Work to be completed: Skip the pictures, and retype the data below in full, exactly.

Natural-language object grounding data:
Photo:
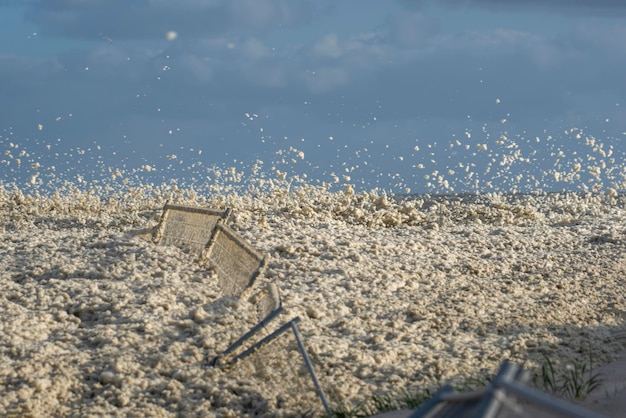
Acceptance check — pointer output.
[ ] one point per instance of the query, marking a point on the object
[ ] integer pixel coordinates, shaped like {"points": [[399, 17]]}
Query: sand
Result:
{"points": [[393, 295]]}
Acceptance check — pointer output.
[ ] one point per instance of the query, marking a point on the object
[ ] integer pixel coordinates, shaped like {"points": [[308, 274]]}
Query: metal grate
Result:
{"points": [[189, 228], [236, 263], [268, 306]]}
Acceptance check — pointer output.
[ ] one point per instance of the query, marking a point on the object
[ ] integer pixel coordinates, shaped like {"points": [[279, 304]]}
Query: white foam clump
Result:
{"points": [[394, 293]]}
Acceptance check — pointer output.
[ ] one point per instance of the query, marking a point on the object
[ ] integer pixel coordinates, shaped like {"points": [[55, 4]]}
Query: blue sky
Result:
{"points": [[402, 95]]}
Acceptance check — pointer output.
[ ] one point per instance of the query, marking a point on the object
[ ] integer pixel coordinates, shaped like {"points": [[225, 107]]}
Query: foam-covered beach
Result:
{"points": [[394, 293]]}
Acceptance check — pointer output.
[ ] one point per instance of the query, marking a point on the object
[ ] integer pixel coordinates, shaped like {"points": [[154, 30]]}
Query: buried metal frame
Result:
{"points": [[291, 326], [216, 361], [218, 216], [488, 402], [222, 232]]}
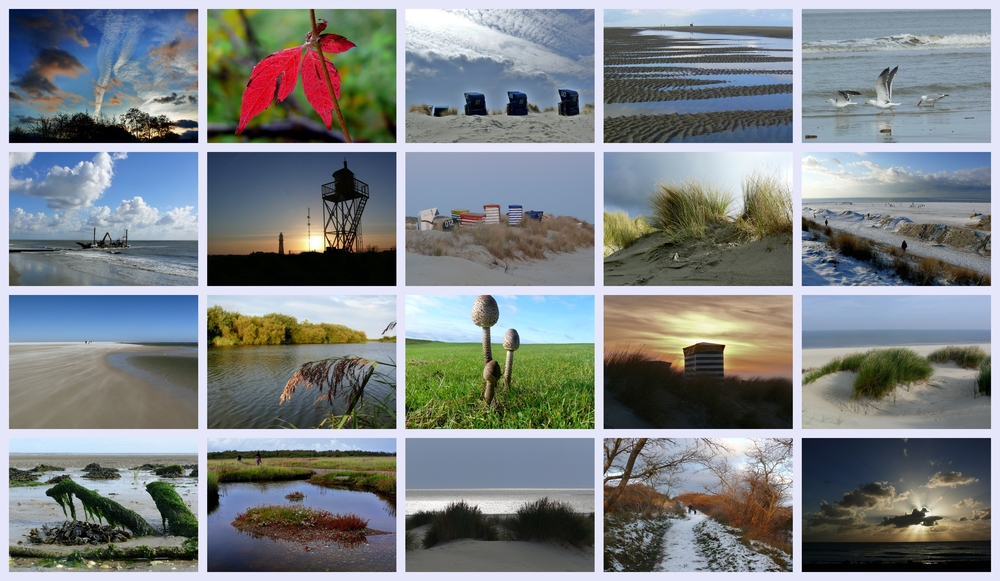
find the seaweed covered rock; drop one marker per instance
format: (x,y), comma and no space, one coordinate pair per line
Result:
(177,518)
(22,475)
(78,533)
(103,474)
(172,471)
(97,507)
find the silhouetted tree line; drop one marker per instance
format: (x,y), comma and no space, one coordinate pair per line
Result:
(231,454)
(232,328)
(132,126)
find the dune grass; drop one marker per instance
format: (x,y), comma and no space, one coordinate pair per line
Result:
(878,371)
(460,521)
(983,378)
(967,357)
(553,387)
(684,210)
(620,231)
(767,206)
(552,521)
(664,397)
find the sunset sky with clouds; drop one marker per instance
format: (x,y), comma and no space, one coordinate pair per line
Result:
(756,330)
(896,490)
(104,62)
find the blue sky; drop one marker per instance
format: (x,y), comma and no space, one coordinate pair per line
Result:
(254,196)
(543,319)
(555,183)
(629,178)
(103,446)
(370,314)
(63,196)
(318,444)
(866,312)
(896,490)
(929,177)
(537,52)
(57,318)
(104,62)
(499,463)
(698,17)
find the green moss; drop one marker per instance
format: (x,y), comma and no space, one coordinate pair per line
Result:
(97,507)
(172,509)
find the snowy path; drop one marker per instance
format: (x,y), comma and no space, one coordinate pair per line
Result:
(680,549)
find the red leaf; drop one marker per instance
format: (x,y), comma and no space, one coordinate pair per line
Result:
(281,67)
(314,84)
(334,43)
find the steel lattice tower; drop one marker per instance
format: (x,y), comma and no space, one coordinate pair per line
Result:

Exercise response:
Photo:
Acceptance check — pointer output.
[ ] one point per instance of the query, marking a point on the object
[ ] integer pixel coordinates, shaped like {"points": [[399, 17]]}
Query: sand
Result:
{"points": [[393, 295]]}
Acceptance check — pointer output.
[ ] one point per instance of the query, marking a point on the object
[ ] integer pixel coordinates, shaped like {"points": [[308, 274]]}
Query: metal grate
Result:
{"points": [[189, 228], [236, 263], [268, 306]]}
Acceptance check — pointer output.
[ ] one point per instance of the query, marking a point on the object
[ ] integer pixel coordinates, shaped like {"points": [[279, 304]]}
Query: white foam clump
Result:
{"points": [[394, 293]]}
Acceptance check — pointer output.
[ ] one point per instance of the query, marking a point on the object
[ ] integer pixel coordinates, shaped like {"points": [[55, 4]]}
Query: blue sky
Result:
{"points": [[402, 95]]}
Acceptance check — pointer output.
[ ] one point per instance of the query, marking a point on the object
[ ] integer pixel coordinates, shaped like {"points": [[225, 107]]}
Query: foam-covered beach
Result:
{"points": [[394, 293]]}
Acceptance check — pointer output.
[ ] one point per instance of the query, marking a point on the object
[ ] integer pixel coordinates, shaped like {"points": [[154, 30]]}
Query: buried metal frame
Result:
{"points": [[291, 326], [216, 361], [218, 216], [488, 402], [222, 232]]}
find the seaweed covered rock; drop one marker per instance
format: (x,y), comma and no space, one coordinate pair per line
Result:
(177,518)
(22,475)
(78,533)
(103,474)
(172,471)
(97,507)
find the silhouetted tree line; drop one marker per instance
format: (x,y), comma and no space, one coordinate pair per line
Result:
(231,454)
(232,328)
(132,126)
find the dune grass; drop one marker per instance
format: (x,y), comma and no space, one coordinate pair per line
Result:
(878,371)
(460,521)
(983,378)
(967,357)
(553,387)
(684,210)
(620,231)
(767,206)
(552,521)
(664,397)
find the sunset sky with clouds; drop one marker per instance
format: (x,y), comma and no space, one coordinate pair per line
Result:
(756,330)
(896,490)
(104,62)
find the blue sky; drop one marker per instance
format: (x,y), comma and no space, one coordinate pair per line
Result:
(254,196)
(543,319)
(555,183)
(629,178)
(103,446)
(370,314)
(63,196)
(318,444)
(866,312)
(896,490)
(929,177)
(537,52)
(57,318)
(104,62)
(499,463)
(698,17)
find the green moss; drop one marker per instance
format: (x,y), comma and no space, one coordinate pair per line
Result:
(97,507)
(172,509)
find the snowy path; drop one marker per instance
format: (x,y), comma and no space, one coordinate pair per line
Result:
(680,549)
find the red leaf; drop one marker per instance
format: (x,y), comma and no space, one coordinate pair per line
Result:
(281,67)
(314,84)
(334,43)
find the steel lattice tower; drop one marker per instance
format: (x,y), comma and no space, one coordinate pair per line
Result:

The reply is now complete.